▸ **Vorliegender Auszug**:
Lehrerstellenbesetzungsoffensive.NRW – Aufklaffende Lehrkräftelücke jetzt vorausschauend und qualitätssichernd schließen!

I. Ausgangslage

Bei der Analyse der in der Antwort zur Kleinen Anfrage 199 von der Landesregierung zur Verfügung gestellten Daten fällt auf, dass sich die Schüler-Lehrer-Relation in den vergangenen Jahren verbessert hat. Dies gilt sowohl im Hinblick auf die zur Verfügung stehenden Stellen im Haushalt als auch hinsichtlich der besetzten Stellen. Entfielen in den Jahren 2013 bis 2017 durchschnittlich 15,7 Schülerinnen und Schüler auf eine Lehrkraft, waren es in den Jahren 2018 bis 2022 im Durchschnitt 14,7. Für das Jahr 2021 kommen im Durchschnitt aller Schulformen 14,2 Schülerinnen und Schüler auf eine rechnerische Vollzeitlehrkraft, in den Grundschulen sind es 15,7 Schülerinnen und Schüler.

Dieser positive Trend bei der Schüler-Lehrer-Relation ist zum einen auf die erfolgreichen Maßnahmen zur Lehrkräftegewinnung der vergangenen Jahre zurückzuführen. Zum anderen hat aber auch der Rückgang der Schülerzahlen zur Verbesserung beigetragen. Nun weist die von der Landesregierung vorgelegte Prognose der künftigen Schülerzahlen für die kommenden Jahre auf wieder steigende Schülerzahlen hin, wobei die zusätzlichen Schülerinnen und Schüler aus der Ukraine noch nicht berücksichtigt sind. Ohne die zusätzlichen ukrainischen Kinder und Jugendlichen geht die Landesregierung in ihrer aktuellen Prognose für die Schülerinnen und Schüler von einem Aufwuchs von 2.443.588 (2021) auf 2.658.175 im Jahre 2026/27 aus, mithin einer Steigerung um 8,78 Prozent.

▸ **Segmentierungsdaten**:
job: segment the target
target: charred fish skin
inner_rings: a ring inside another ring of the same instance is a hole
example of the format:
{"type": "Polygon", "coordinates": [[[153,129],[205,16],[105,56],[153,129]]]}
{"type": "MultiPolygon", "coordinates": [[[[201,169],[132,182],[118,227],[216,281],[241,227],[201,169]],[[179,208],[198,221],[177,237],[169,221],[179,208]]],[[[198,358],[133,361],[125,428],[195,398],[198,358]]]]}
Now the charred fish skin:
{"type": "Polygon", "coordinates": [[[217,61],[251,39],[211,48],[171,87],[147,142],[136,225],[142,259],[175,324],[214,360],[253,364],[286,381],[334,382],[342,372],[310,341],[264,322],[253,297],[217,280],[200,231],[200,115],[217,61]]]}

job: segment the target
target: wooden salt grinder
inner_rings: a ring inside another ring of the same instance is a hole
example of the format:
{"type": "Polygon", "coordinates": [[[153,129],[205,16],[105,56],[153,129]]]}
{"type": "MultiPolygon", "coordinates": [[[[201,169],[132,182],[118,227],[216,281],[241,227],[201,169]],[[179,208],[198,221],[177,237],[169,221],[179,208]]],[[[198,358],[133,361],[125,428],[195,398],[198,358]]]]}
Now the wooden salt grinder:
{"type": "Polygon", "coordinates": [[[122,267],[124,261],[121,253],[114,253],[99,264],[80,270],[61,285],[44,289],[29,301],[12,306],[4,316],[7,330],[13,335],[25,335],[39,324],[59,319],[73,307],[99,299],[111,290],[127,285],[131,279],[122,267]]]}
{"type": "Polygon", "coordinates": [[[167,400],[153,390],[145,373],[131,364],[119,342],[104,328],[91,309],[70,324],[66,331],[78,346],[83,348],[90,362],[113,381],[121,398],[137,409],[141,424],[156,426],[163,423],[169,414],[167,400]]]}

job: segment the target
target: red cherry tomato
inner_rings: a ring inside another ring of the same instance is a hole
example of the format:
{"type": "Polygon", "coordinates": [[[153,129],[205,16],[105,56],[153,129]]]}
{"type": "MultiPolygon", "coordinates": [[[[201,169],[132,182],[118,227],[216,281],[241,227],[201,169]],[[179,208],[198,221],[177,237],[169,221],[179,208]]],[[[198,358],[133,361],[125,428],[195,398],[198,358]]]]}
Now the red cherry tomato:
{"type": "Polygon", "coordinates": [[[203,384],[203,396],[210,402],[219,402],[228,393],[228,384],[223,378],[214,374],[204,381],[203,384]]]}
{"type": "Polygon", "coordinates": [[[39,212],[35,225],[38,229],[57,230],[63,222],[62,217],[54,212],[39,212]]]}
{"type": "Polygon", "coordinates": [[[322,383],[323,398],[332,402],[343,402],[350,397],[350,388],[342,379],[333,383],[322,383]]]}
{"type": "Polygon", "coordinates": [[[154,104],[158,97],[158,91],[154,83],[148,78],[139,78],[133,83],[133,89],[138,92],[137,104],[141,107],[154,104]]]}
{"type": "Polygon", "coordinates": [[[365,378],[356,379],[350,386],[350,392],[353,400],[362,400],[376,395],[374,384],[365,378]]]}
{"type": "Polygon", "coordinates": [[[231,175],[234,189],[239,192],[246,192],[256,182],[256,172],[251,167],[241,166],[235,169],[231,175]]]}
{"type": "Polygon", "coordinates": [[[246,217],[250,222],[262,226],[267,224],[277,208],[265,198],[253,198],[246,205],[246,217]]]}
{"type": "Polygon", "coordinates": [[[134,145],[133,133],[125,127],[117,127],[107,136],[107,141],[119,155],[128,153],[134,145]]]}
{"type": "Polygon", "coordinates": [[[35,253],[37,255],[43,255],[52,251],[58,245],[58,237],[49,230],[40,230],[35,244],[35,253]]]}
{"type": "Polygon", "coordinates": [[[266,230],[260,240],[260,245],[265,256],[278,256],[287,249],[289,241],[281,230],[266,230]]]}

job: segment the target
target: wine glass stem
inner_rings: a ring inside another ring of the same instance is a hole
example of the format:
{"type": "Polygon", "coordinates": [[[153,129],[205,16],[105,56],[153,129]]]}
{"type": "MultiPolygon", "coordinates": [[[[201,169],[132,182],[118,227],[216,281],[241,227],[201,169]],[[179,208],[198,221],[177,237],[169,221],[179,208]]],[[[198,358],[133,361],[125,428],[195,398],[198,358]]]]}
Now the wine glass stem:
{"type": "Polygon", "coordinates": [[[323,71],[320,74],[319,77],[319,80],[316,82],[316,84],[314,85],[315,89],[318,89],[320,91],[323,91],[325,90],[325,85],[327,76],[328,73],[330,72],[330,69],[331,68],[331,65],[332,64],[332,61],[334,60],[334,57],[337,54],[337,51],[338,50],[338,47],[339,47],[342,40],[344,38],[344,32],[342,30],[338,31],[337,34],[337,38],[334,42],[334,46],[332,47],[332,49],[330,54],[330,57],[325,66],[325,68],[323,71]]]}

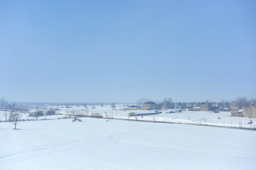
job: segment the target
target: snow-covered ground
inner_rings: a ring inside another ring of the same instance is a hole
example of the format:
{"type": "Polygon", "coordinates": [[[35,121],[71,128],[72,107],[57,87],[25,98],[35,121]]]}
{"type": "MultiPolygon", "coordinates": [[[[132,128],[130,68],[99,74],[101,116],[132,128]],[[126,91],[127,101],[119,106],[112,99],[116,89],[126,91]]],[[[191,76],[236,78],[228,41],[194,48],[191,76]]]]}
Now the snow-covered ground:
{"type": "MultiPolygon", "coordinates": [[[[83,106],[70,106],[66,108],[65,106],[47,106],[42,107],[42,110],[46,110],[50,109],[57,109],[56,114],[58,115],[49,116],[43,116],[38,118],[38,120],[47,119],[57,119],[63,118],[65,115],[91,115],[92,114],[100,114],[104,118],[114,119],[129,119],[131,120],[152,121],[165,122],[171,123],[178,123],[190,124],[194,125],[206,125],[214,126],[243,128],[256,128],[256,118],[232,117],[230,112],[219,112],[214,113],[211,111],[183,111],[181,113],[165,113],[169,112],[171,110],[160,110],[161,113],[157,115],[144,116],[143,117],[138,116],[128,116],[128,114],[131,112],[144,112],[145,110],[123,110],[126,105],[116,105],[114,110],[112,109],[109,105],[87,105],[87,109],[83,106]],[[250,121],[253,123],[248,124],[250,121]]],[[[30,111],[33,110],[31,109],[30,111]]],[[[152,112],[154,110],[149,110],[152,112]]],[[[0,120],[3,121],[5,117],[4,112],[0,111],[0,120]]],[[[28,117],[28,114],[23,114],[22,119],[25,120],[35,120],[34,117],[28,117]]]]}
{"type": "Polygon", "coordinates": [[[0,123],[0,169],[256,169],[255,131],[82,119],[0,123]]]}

==

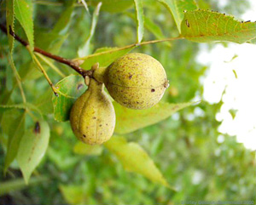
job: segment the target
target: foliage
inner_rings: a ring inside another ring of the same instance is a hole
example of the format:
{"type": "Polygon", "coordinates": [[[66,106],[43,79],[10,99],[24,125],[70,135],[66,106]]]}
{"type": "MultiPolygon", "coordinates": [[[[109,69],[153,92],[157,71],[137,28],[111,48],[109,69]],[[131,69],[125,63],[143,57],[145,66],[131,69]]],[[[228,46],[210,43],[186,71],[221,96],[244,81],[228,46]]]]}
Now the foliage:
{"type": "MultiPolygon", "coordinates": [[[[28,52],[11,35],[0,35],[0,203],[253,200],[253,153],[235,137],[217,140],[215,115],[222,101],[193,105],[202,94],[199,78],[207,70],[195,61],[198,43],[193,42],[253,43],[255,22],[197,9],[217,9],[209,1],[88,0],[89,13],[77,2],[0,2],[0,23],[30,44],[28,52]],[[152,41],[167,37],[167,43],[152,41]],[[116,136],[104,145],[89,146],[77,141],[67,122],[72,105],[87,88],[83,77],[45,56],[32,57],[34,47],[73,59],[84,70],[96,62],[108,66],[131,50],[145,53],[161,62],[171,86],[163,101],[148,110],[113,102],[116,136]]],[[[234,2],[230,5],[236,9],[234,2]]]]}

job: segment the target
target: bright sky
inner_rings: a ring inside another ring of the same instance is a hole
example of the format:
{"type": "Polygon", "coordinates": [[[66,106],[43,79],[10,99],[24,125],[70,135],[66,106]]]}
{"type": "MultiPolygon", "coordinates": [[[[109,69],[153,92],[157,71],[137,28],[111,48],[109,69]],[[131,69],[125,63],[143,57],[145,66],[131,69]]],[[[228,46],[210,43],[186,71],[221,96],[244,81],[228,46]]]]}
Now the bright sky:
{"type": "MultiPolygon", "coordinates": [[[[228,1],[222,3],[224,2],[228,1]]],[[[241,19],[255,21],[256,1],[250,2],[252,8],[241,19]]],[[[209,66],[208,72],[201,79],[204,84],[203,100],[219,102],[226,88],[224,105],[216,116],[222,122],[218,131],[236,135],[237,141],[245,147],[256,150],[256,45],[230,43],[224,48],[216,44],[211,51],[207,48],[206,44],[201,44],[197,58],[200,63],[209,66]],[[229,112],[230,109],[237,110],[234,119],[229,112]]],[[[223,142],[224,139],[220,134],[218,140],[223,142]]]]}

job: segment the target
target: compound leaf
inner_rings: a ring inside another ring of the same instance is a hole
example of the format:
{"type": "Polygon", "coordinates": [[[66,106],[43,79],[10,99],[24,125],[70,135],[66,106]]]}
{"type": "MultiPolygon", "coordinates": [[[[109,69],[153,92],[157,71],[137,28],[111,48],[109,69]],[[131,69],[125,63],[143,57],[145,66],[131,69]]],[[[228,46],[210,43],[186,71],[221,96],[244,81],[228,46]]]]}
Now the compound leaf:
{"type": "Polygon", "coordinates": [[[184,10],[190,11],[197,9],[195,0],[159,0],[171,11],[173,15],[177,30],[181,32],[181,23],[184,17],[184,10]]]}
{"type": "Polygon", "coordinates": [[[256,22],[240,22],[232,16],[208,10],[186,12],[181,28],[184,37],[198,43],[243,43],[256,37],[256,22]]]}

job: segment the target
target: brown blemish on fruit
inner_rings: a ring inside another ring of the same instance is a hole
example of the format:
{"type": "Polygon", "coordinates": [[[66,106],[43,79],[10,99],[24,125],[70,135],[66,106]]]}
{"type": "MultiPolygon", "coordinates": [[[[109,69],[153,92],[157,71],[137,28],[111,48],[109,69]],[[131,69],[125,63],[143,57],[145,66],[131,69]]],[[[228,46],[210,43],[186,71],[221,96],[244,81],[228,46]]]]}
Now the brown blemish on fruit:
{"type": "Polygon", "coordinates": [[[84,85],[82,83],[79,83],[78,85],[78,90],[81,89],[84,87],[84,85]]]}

▸ **Was zu tun ist**: Können Sie den Antrag zur Lehrkräftelücke in Nordrhein-Westfalen nach seinem letzten Satz fortführen?

▸ **Die Antwort**:
Die derzeitige Landesregierung strebt gemäß schwarz-grünem Koalitionsvertrag in dieser Legislaturperiode einen Lehrkräfteaufwuchs in Höhe von 10.000 Lehrkräften an. Allein zum Erhalt der aktuell erreichten Schüler-Lehrer-Relation wäre bei den Lehrkräften ausgehend von der Anzahl von 189.878 aktuell besetzten Stellen (100%) ein Aufwuchs von 16.674 Lehrkräften bis zum Jahr 2026/27 notwendig. Die Planung von Schwarz-Grün würde also in den kommenden Jahren für eine Lücke von mehr als 6.000 Lehrkräften und somit für eine deutliche Verschlechterung der Schüler-Lehrer-Relation sorgen. Am Ende der gerade erst begonnenen schwarz-grünen Regierungszeit wäre damit die Lehrkräfteversorgung absehbar schlechter als zu Beginn. Bezieht man den Ukraine-Effekt mit ein, erhöht sich der Bedarf an zusätzlichen Lehrkräften nochmals. Angesichts dieser drohenden Lücke ist eine transparente und deutlich ambitioniertere Bedarfs- und Stellenplanung sowie eine gezielte Strategie zur qualifizierten Besetzung der Stellen dringend notwendig.

Die Grundschulen haben in Nordrhein-Westfalen die schlechteste Schüler-Lehrer-Relation im Vergleich der allgemeinbildenden Schulformen. Auch im Ländervergleich zeigt etwa der aktuelle INSM-Bildungsmonitor, dass an nordrhein-westfälischen Grundschulen immer noch mehr Kinder und Jugendliche je Lehrkraft unterrichtet werden als in den meisten anderen Bundesländern. Wenn Medienberichte zutreffend sind, so reagiert die Landesregierung darauf aktuell mit Abordnungen zwischen verschiedenen Grundschulen wie auch zwischen unterschiedlichen Schulformen. Es ist deutlich zu wenig für eine Landesregierung, jetzt nur den Mangel zu verwalten und von rechts nach links zu schieben.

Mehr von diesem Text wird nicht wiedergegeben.